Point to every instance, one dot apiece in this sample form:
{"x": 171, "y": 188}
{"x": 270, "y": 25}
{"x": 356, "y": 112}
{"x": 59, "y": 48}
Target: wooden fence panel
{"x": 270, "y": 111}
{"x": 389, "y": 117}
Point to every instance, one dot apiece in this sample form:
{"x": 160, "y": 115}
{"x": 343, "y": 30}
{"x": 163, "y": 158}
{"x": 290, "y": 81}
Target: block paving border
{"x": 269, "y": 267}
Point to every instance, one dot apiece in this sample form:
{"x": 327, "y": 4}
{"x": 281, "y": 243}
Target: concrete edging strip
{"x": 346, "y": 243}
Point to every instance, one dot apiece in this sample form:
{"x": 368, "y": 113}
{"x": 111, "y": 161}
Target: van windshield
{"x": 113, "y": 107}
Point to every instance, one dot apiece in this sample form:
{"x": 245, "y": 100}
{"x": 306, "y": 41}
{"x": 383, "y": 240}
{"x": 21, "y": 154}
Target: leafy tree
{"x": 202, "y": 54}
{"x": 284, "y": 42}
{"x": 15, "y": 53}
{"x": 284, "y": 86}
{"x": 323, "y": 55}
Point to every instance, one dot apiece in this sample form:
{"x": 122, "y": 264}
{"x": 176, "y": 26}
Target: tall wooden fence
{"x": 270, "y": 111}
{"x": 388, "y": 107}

### Exercise instructions
Render every line of the rows above as a Markdown table with two columns, No. and Line. Number the lines in order and leave out any blank lines.

### Solution to this problem
| No. | Line |
|---|---|
| 1 | Point to every instance, one dot apiece in this sample form: |
| 2 | {"x": 171, "y": 188} |
| 3 | {"x": 270, "y": 25} |
| 4 | {"x": 356, "y": 112} |
| 5 | {"x": 59, "y": 48} |
| 6 | Target: wooden fence panel |
| 7 | {"x": 270, "y": 111} |
| 8 | {"x": 389, "y": 117} |
| 9 | Point to every instance, one dot apiece in this sample form: |
| 10 | {"x": 160, "y": 115} |
| 11 | {"x": 343, "y": 30} |
| 12 | {"x": 163, "y": 158} |
| 13 | {"x": 290, "y": 81} |
| 14 | Target: block paving border |
| 15 | {"x": 269, "y": 267} |
| 16 | Point to every instance, one dot apiece in this sample form: |
| 17 | {"x": 327, "y": 4} |
| 18 | {"x": 281, "y": 243} |
| 19 | Target: concrete edging strip |
| 20 | {"x": 346, "y": 243} |
| 21 | Point to every instance, one dot apiece in this sample form: |
| 22 | {"x": 368, "y": 113} |
| 23 | {"x": 111, "y": 161} |
| 24 | Target: van windshield |
| 25 | {"x": 113, "y": 107} |
| 26 | Point to every instance, one dot apiece in this sample form: |
| 27 | {"x": 245, "y": 100} |
| 28 | {"x": 306, "y": 41} |
| 29 | {"x": 383, "y": 240} |
| 30 | {"x": 21, "y": 154} |
| 31 | Target: leafy tree |
| 32 | {"x": 202, "y": 54} |
| 33 | {"x": 284, "y": 42} |
| 34 | {"x": 15, "y": 53} |
| 35 | {"x": 284, "y": 86} |
| 36 | {"x": 323, "y": 55} |
| 37 | Point to every instance, one dot apiece in this sample form: |
| 38 | {"x": 122, "y": 264} |
| 39 | {"x": 176, "y": 26} |
| 40 | Target: tall wooden fence |
| 41 | {"x": 270, "y": 111} |
| 42 | {"x": 388, "y": 107} |